Go through the lines below and copy each one that holds the string "ceiling".

Dataset entries
►

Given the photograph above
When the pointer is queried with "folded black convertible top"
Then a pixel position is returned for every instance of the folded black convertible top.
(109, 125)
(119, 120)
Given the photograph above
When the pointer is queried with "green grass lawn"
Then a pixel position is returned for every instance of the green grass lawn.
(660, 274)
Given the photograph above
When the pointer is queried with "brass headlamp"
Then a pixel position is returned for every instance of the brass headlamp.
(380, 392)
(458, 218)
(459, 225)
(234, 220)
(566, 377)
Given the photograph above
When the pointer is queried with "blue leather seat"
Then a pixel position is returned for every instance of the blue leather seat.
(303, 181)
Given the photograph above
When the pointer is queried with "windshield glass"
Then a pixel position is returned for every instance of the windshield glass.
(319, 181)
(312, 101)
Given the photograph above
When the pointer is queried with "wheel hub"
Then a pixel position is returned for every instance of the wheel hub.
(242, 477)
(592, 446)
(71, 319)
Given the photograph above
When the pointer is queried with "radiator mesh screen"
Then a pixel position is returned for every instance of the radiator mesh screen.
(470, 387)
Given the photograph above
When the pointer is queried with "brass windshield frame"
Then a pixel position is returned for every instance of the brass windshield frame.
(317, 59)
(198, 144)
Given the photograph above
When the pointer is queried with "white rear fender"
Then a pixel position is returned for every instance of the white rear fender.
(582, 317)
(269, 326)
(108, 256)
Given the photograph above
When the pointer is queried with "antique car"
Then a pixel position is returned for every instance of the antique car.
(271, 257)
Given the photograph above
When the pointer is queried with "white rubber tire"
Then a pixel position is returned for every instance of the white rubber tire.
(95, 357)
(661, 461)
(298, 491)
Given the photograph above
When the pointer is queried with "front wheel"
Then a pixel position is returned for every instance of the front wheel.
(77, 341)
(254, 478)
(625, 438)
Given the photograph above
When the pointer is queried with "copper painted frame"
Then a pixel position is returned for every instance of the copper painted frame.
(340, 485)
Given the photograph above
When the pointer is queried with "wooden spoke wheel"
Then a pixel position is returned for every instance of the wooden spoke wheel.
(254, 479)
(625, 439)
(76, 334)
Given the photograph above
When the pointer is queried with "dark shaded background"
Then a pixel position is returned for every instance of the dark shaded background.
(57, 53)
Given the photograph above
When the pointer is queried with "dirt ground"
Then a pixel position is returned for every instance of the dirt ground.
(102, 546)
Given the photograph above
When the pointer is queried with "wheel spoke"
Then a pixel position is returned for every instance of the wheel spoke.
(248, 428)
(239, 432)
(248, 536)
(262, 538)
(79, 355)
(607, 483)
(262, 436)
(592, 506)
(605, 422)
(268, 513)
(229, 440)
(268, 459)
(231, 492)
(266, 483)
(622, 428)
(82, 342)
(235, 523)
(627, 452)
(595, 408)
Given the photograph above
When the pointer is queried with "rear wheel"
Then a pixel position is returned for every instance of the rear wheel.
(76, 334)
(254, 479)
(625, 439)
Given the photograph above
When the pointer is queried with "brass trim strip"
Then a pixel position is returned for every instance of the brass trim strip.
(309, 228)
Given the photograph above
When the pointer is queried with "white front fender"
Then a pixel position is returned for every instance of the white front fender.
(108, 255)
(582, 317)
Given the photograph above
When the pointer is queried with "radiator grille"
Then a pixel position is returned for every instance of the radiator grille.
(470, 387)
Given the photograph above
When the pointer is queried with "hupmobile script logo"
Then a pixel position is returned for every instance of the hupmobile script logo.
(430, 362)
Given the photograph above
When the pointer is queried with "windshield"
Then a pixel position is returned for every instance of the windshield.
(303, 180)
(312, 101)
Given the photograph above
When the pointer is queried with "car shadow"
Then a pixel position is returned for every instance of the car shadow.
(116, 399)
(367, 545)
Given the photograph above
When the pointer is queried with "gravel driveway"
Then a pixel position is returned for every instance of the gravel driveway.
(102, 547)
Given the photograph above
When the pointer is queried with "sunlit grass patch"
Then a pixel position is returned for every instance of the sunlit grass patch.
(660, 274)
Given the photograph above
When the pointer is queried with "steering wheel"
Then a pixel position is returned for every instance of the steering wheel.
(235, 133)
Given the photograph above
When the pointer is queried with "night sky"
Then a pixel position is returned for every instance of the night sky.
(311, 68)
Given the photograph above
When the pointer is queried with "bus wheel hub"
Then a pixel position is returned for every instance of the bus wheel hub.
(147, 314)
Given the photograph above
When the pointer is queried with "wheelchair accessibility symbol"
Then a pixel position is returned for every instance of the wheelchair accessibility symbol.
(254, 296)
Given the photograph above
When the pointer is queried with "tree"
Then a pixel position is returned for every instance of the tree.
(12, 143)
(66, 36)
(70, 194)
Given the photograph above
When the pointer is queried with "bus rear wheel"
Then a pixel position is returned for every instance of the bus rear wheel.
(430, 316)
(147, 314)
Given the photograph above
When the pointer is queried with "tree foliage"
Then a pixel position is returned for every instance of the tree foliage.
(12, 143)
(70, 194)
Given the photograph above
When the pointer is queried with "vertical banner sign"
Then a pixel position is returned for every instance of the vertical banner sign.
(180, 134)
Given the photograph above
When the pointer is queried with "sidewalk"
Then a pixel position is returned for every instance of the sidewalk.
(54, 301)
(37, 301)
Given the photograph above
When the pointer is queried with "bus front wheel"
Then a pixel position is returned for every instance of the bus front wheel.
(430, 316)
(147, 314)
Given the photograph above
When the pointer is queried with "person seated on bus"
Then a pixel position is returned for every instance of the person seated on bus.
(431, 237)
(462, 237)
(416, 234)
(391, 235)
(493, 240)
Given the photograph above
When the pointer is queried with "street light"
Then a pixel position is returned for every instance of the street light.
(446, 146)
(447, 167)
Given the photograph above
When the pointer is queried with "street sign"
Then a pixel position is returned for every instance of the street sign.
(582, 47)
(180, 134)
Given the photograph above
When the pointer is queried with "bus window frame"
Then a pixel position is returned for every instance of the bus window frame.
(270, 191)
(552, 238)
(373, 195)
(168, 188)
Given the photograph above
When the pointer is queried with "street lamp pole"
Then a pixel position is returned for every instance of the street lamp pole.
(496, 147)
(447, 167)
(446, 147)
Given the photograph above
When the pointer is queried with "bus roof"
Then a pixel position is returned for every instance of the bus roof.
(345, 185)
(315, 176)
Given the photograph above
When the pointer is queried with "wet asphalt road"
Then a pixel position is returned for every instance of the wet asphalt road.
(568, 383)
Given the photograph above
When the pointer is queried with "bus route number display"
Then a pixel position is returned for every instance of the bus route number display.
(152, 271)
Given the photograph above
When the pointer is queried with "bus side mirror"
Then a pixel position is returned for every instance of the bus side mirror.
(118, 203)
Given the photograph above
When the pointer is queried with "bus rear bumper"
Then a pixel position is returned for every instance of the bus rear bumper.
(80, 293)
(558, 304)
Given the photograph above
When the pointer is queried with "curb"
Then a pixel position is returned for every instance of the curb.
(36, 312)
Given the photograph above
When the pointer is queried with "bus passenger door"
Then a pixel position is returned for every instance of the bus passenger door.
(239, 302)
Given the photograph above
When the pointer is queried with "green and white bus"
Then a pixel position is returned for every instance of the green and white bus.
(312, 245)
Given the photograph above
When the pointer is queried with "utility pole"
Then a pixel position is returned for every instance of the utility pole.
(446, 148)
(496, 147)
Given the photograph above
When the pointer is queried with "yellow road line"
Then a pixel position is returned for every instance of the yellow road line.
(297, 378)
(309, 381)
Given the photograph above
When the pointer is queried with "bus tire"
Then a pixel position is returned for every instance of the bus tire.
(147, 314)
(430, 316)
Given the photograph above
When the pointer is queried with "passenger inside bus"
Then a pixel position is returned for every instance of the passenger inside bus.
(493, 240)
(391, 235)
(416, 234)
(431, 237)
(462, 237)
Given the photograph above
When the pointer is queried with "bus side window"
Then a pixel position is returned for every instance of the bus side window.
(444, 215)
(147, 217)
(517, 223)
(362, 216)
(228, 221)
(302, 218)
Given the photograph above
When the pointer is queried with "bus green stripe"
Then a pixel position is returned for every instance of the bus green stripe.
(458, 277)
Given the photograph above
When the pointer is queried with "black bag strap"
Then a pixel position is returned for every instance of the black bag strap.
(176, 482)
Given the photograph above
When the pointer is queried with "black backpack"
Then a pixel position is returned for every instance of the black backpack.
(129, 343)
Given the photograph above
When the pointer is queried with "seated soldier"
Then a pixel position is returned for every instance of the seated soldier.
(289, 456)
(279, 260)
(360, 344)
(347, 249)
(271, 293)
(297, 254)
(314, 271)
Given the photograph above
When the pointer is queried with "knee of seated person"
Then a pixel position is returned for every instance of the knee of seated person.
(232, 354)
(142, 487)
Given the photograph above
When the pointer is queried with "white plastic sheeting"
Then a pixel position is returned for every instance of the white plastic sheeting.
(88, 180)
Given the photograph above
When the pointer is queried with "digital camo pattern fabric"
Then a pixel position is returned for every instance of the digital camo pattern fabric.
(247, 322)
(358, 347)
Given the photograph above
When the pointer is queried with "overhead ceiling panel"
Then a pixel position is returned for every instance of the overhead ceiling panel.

◄

● **Task solution**:
When the pointer is queried with "overhead ceiling panel"
Then a pixel position is returned for every instance of the overhead ceiling panel.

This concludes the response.